## Extracted text
┏━━
Understanding what defines a Bayes optimal classifier in classification tasks

Question

Say we are given a data-distribution $D$ over $\mathcal{X} \times \mathcal{Y}$, where $\mathcal{X}$ is our input/feature space and $\mathcal{Y}$ the set of (discrete) labels. Hence, $D$ is a joint-distribution over datapoints $x \in \mathcal{X}$ and their associated labels $y \in \mathcal{Y}$. We denote the associated random variables $X$ and $Y$.
┗━━
## Exercise prompt
Reproduce a section of the Bayes optimal classifier question word for word, beginning at "Say we are given" and stopping after "variables $X$ and $Y$.".

## Given material
┏━━
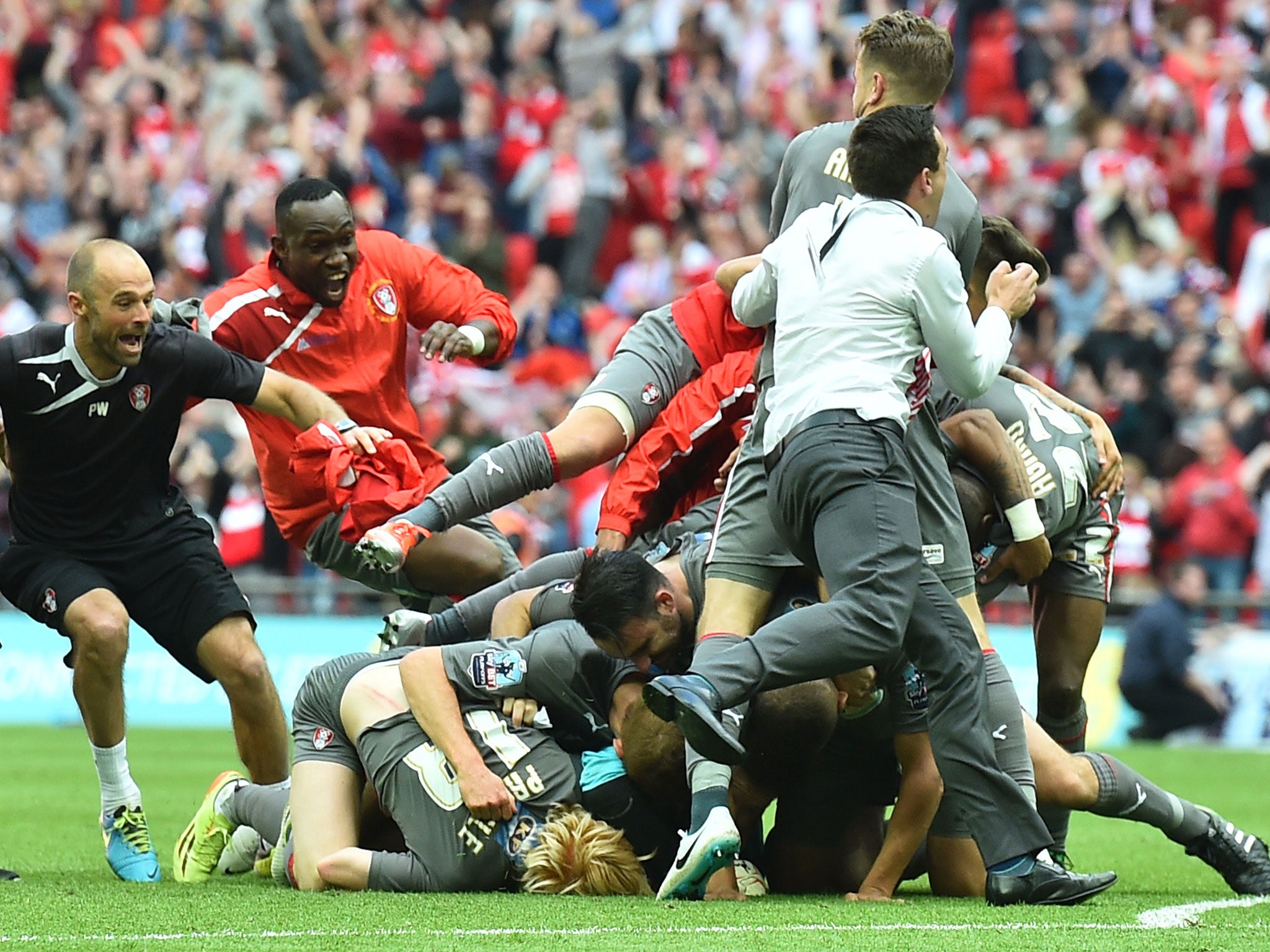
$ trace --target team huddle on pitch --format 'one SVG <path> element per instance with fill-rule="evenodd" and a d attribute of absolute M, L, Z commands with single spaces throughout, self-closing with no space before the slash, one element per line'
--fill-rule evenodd
<path fill-rule="evenodd" d="M 119 242 L 76 253 L 75 324 L 0 340 L 0 592 L 70 638 L 121 878 L 161 875 L 127 764 L 131 619 L 224 687 L 246 770 L 178 840 L 184 882 L 886 900 L 928 875 L 1076 904 L 1116 881 L 1073 872 L 1085 810 L 1270 894 L 1261 839 L 1085 749 L 1119 452 L 1006 363 L 1049 268 L 947 166 L 947 33 L 888 14 L 855 69 L 857 118 L 789 146 L 762 254 L 640 317 L 555 429 L 453 475 L 406 396 L 408 327 L 428 359 L 493 363 L 516 321 L 358 231 L 330 183 L 287 185 L 268 258 L 202 302 L 155 301 Z M 282 534 L 406 605 L 381 650 L 307 675 L 290 755 L 250 607 L 169 486 L 204 397 L 239 405 Z M 594 550 L 521 567 L 489 513 L 618 457 Z M 391 493 L 359 494 L 368 473 Z M 1035 718 L 980 613 L 1012 584 Z"/>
┗━━
## Response
Say we are given a data-distribution $D$ over $\mathcal{X} \times \mathcal{Y}$, where $\mathcal{X}$ is our input/feature space and $\mathcal{Y}$ the set of (discrete) labels. Hence, $D$ is a joint-distribution over datapoints $x \in \mathcal{X}$ and their associated labels $y \in \mathcal{Y}$. We denote the associated random variables $X$ and $Y$.